→ **PROBLEM DESCRIPTION**: Reproduce the listing word for word, leaving every picture behind.

→ **DATASET ENTRIES**:
((

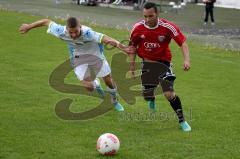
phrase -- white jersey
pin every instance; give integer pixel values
(88, 43)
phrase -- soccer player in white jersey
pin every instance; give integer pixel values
(86, 53)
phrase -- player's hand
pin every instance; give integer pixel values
(24, 28)
(186, 65)
(131, 50)
(132, 70)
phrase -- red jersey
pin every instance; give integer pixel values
(153, 43)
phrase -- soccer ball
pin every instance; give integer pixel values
(108, 144)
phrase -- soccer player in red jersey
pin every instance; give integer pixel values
(151, 38)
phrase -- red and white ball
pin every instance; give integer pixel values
(108, 144)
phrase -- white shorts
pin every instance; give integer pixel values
(85, 70)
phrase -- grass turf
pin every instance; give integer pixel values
(29, 127)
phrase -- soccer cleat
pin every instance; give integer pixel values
(152, 105)
(185, 126)
(99, 88)
(118, 107)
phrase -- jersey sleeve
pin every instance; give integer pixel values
(55, 29)
(176, 34)
(93, 36)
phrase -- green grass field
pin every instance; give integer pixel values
(30, 128)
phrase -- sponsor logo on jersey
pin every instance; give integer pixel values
(161, 38)
(151, 45)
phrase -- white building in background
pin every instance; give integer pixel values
(228, 3)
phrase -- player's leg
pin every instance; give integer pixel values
(211, 15)
(150, 80)
(105, 73)
(206, 14)
(86, 80)
(112, 90)
(167, 83)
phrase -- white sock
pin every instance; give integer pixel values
(96, 83)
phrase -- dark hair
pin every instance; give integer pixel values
(72, 22)
(150, 5)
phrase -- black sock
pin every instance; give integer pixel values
(177, 107)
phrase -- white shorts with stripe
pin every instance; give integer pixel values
(84, 71)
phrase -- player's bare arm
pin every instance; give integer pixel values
(24, 28)
(186, 57)
(110, 41)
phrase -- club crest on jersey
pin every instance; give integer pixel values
(142, 36)
(161, 38)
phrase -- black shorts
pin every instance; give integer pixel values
(155, 73)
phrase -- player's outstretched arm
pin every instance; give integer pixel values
(186, 57)
(24, 28)
(110, 41)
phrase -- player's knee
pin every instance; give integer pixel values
(169, 95)
(88, 86)
(148, 94)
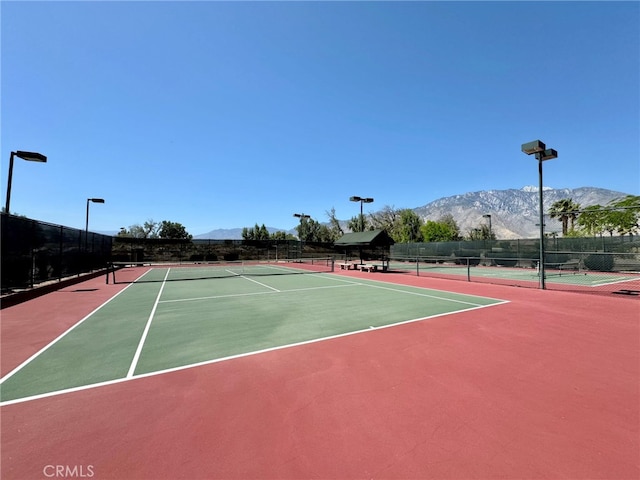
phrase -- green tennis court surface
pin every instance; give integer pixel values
(157, 324)
(552, 275)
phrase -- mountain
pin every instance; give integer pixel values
(514, 213)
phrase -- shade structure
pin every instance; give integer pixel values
(370, 238)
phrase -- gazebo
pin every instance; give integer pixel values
(374, 243)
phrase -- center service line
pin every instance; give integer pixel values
(136, 357)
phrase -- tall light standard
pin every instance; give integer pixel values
(302, 217)
(29, 156)
(361, 200)
(542, 153)
(489, 217)
(86, 228)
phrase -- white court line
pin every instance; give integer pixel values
(408, 292)
(233, 357)
(38, 353)
(260, 283)
(136, 357)
(232, 295)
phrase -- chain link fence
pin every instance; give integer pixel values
(595, 265)
(35, 252)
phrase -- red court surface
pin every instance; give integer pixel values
(543, 387)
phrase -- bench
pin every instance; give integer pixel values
(626, 291)
(369, 268)
(346, 266)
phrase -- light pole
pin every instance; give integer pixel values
(29, 156)
(86, 228)
(361, 200)
(489, 217)
(542, 153)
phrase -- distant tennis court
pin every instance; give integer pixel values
(173, 317)
(555, 274)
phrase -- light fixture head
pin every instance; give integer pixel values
(31, 156)
(533, 147)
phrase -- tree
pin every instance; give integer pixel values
(620, 216)
(625, 214)
(439, 232)
(480, 233)
(176, 230)
(565, 210)
(386, 219)
(592, 220)
(408, 227)
(450, 222)
(335, 230)
(148, 230)
(256, 233)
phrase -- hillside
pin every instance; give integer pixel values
(514, 213)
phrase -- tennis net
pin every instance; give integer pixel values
(160, 272)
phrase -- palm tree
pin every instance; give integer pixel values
(567, 211)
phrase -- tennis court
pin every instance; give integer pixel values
(294, 371)
(554, 274)
(178, 316)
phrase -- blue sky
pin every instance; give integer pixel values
(228, 114)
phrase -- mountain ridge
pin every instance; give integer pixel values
(514, 212)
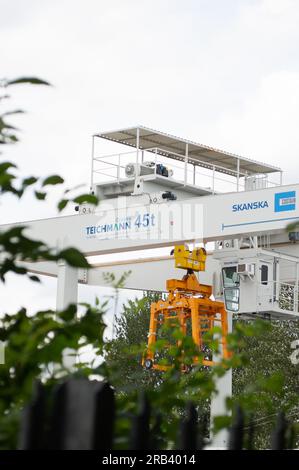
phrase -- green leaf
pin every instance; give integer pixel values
(31, 80)
(29, 181)
(62, 204)
(74, 258)
(52, 180)
(34, 278)
(40, 195)
(89, 198)
(10, 113)
(5, 165)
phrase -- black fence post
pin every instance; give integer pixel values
(237, 431)
(188, 429)
(103, 425)
(32, 432)
(250, 435)
(279, 433)
(140, 435)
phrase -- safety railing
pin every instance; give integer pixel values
(213, 178)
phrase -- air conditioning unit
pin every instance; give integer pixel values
(132, 170)
(246, 269)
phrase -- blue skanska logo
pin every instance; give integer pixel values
(249, 206)
(285, 201)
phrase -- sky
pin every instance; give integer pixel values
(222, 73)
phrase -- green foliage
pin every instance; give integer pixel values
(270, 381)
(36, 348)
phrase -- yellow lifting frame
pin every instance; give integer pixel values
(187, 300)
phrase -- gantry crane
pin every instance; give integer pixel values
(188, 303)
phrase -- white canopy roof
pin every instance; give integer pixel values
(175, 148)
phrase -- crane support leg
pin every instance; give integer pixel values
(218, 401)
(67, 286)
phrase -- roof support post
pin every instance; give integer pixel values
(67, 285)
(238, 173)
(213, 182)
(92, 163)
(137, 147)
(295, 302)
(186, 164)
(218, 401)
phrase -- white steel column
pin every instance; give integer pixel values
(218, 401)
(67, 293)
(186, 164)
(67, 286)
(137, 147)
(92, 163)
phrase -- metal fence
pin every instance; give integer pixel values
(82, 415)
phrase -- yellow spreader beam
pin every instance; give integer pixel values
(188, 303)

))

→ **TASK OUTPUT**:
phrase -- white jersey
pin every instance; give integer pixel values
(88, 43)
phrase -- soccer player in white jersey
pin every instance; give integer pixel values
(86, 53)
phrase -- player's hand
pin every instance; give integer pixel values
(24, 28)
(186, 65)
(131, 50)
(132, 70)
phrase -- red jersey
pin every instance; give integer pixel values
(153, 43)
phrase -- soccer ball
pin every instance; give integer pixel values
(108, 144)
phrase -- soccer player in red jersey
pin every instance; give integer pixel values
(151, 38)
phrase -- red and white ball
pin every instance; give integer pixel values
(108, 144)
phrase -- white shorts
pin every instance; give integer pixel values
(85, 70)
phrase -- grass turf
pin every instance; give integer pixel values
(29, 127)
phrase -- soccer cleat
pin every instance; give integer pixel values
(152, 105)
(185, 126)
(99, 88)
(118, 107)
phrase -- jersey sleeve
pin every instance; give integer pixel values
(55, 29)
(176, 34)
(93, 36)
phrase -- green grass field
pin every instance; give integer pixel values
(30, 128)
phrase -- sponsor logo on jersey
pin every instance; give integer pixel values
(161, 38)
(151, 45)
phrase -- white building in background
pin every instance; give integer pixel values
(228, 3)
phrase -- player's leg
pin every instance; give integer pixel values
(211, 15)
(150, 80)
(105, 73)
(206, 14)
(86, 80)
(112, 90)
(167, 83)
phrase -- white sock
pin every instance; give integer pixel values
(96, 83)
phrase -- dark hair
pin every instance; give integer pixel values
(72, 22)
(150, 5)
phrase -- black sock
pin every instance; give integer pixel values
(177, 107)
phrase -- white shorts with stripe
pin every instance; give integer pixel values
(84, 71)
phrase -- player's bare arm
pin every instance; give integer pixel values
(24, 28)
(186, 57)
(110, 41)
phrase -- club crest on jersey
pin every instance; give integer pixel values
(142, 36)
(161, 38)
phrase -- black shorts
pin every instance; give integer pixel values
(155, 73)
phrase -- player's outstretched arm
pin every instance; give integer pixel values
(186, 57)
(24, 28)
(110, 41)
phrase -- player's knee
pin every instance; give integer pixel values
(169, 95)
(88, 86)
(148, 94)
phrase -- green tennis court surface
pin every instance; give integer pixel values
(157, 324)
(552, 275)
phrase -- mountain
pin every instance; give integer pixel values
(514, 213)
phrase -- shade structure
pin every instance; give integer pixel values
(370, 238)
phrase -- gazebo
pin every instance; give integer pixel values
(374, 243)
phrase -- center service line
pin every instance; give integer pixel values
(136, 357)
phrase -- tall light standard
pin every instance; give integer pixel values
(302, 217)
(29, 156)
(361, 200)
(542, 153)
(489, 217)
(86, 228)
phrase -- white court line
pin every instance; give integer pixel values
(408, 292)
(233, 357)
(38, 353)
(260, 283)
(136, 357)
(232, 295)
phrase -- chain link fence
pin every instance; give integer pixel values
(595, 265)
(35, 252)
phrase -- red court surface
pin every instance; give integer pixel values
(543, 387)
phrase -- bench
pin every instance; give integer pixel values
(626, 291)
(369, 268)
(346, 266)
phrase -- light pole
pin every instance; give integer pixel values
(29, 156)
(86, 228)
(361, 200)
(489, 217)
(542, 153)
phrase -- distant tennis court
pin every instance; give integer pixel values
(173, 317)
(555, 274)
phrase -- light fixture head
pin every instance; give integer pixel values
(31, 156)
(533, 147)
phrase -- tree
pin every instance; give integer pixel values
(620, 216)
(625, 214)
(439, 232)
(480, 233)
(176, 230)
(565, 210)
(386, 219)
(592, 220)
(408, 227)
(450, 222)
(335, 230)
(148, 230)
(256, 233)
phrase -- hillside
pin every instance; give integer pixel values
(514, 213)
phrase -- tennis net
pin every instance; give integer pixel values
(160, 272)
phrase -- palm tree
pin every instance; give integer pixel values
(567, 211)
phrase -- tennis court
pin every instance; give integer pixel values
(294, 371)
(554, 274)
(178, 316)
phrase -- blue sky
pin every instance; give integer pixel values
(228, 114)
phrase -- mountain ridge
pin every instance; give integer pixel values
(514, 212)
phrase -- green leaf
pin every instance; give integer pixel values
(31, 80)
(29, 181)
(62, 204)
(74, 258)
(52, 180)
(34, 278)
(40, 195)
(89, 198)
(10, 113)
(5, 165)
phrase -- black fence post
pin every instance; give integer pixel values
(237, 431)
(188, 429)
(103, 425)
(32, 432)
(250, 435)
(279, 433)
(140, 435)
phrase -- safety railing
pin every instance; give integer pixel values
(213, 178)
phrase -- air conditioning unit
pin every instance; give integer pixel values
(132, 170)
(246, 269)
phrase -- blue skanska logo
pin every instance; give integer pixel values
(249, 206)
(285, 201)
phrase -- sky
pin every instance; give integer pixel values
(222, 73)
phrase -- green foliage
pin every instance; give integer pixel values
(270, 381)
(36, 348)
phrase -- yellow lifting frame
pin every instance; give integer pixel values
(187, 300)
phrase -- gantry crane
pin every instance; give integer pixel values
(188, 303)
phrase -- white canopy roof
pin every instance; give integer pixel values
(175, 148)
phrase -- crane support leg
pin every instance; give integer pixel values
(218, 401)
(67, 286)
phrase -- roof support post
pin every instance; give integer pixel values
(67, 285)
(238, 173)
(213, 182)
(92, 163)
(137, 147)
(295, 302)
(186, 164)
(218, 401)
phrase -- white steel column
pin every instance; give integer pixel values
(218, 401)
(67, 293)
(186, 164)
(67, 286)
(137, 147)
(92, 163)
phrase -- metal fence
pin every instance; give integer pixel values
(82, 415)
phrase -- yellow spreader beam
pin every instance; give integer pixel values
(188, 303)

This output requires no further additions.